[Position identification records]
################
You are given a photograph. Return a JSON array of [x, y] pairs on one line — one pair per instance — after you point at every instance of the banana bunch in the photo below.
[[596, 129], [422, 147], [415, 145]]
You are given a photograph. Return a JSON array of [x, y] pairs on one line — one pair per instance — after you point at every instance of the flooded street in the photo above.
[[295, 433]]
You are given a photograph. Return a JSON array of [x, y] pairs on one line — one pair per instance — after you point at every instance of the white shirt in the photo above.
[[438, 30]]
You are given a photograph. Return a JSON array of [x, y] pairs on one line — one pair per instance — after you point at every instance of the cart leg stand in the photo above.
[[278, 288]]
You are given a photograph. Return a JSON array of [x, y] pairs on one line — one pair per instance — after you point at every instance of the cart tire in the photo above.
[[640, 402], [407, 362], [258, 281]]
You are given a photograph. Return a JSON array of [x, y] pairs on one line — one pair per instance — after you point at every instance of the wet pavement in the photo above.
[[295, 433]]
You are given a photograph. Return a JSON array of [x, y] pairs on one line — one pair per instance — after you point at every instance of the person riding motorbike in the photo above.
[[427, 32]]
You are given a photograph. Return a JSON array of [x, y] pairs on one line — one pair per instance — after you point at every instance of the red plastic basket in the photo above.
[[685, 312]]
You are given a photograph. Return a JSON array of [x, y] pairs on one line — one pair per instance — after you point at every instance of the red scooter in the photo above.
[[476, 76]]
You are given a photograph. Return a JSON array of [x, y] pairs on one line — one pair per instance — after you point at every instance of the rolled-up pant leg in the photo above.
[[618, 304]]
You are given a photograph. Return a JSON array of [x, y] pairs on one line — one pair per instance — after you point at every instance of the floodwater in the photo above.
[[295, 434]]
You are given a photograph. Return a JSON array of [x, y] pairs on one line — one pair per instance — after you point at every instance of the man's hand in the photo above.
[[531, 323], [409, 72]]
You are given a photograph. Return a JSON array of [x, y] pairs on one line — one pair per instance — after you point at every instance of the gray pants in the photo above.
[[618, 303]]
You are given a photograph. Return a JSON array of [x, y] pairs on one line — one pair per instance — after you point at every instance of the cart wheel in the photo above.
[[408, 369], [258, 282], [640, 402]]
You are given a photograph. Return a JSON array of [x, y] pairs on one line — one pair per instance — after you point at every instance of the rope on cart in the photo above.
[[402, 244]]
################
Reproduce the material above word for word, keeping every line and every coordinate list unchanged.

#### SOLUTION TO THIS PROBLEM
You are given a photograph. Return a JSON array of [x, y] pairs on one line — one pair per instance — after you point at every instance of the banana bunch in the photo below.
[[596, 129], [422, 147], [415, 145]]
You are given a photograph. Return a JSON array of [x, y] pairs on one line — one pair per instance — after you point at every instance of the flooded street in the photo above.
[[295, 433]]
You are given a photograph. Return a JSON array of [x, y] pairs on one line — one pair per instance — after you point at every instance of the white shirt in the photo above.
[[438, 30]]
You are given a photograph. Return a JSON array of [x, y] pairs on one line — one pair per instance — after you point at every instance of the cart leg stand in the photo above.
[[278, 288]]
You are given a photograph. Return a JSON array of [x, y] pairs on one line — one pair per instance — after you point at every instance of the cart tire in the photo above.
[[640, 402], [407, 362], [258, 281]]
You are given a photograph. Return a JSON array of [x, y] pairs on one line — one pair per instance — after you point at every instance of the wet pavement in the photo above.
[[295, 433]]
You are given a photograph. Return a JSON array of [x, y] pairs on one line — one pair per instance — after you point at every instance of the person riding motorbike in the photo above.
[[427, 32]]
You are given a photograph. Return a JSON array of [x, y] pairs on one line — one pair per instance — after you point at every instance of the red plastic basket in the photo above.
[[685, 312]]
You are given a photograph. Return a JSON array of [x, y] pairs on one line — one pair per instance — after you point at every instance of the red scooter in the photo above.
[[476, 76]]
You are given a photograph. Return a JSON array of [x, y] pairs on one line — one pair per instance — after you point at every instance of the rolled-up pant leg in the photo above.
[[618, 304]]
You are given a photograph. Return a JSON array of [x, y] pairs on one line — one pair per instance — after you point at every instance of the floodwater in the photo above.
[[295, 434]]
You are given a photograph. Return a JSON array of [x, y] pairs on one line — one pair per instance — after you point at every instance of the man's hand in the photo above.
[[531, 323], [409, 72]]
You are given a photograph. Return a JSON array of [x, y] pairs on one line — one pair per instance — after you point at every instance of the gray pants in the photo above.
[[618, 303]]
You are given a photograph. Return a JSON array of [x, y] pairs on one line — one pair per instance — after you point at every instance of the cart wheel in the photo above.
[[408, 369], [258, 282], [640, 402]]
You are given a photograph. Return a JSON array of [x, y] pairs on one line — one pair per instance — after you point at every instance of the rope on cart in the photo above.
[[402, 244]]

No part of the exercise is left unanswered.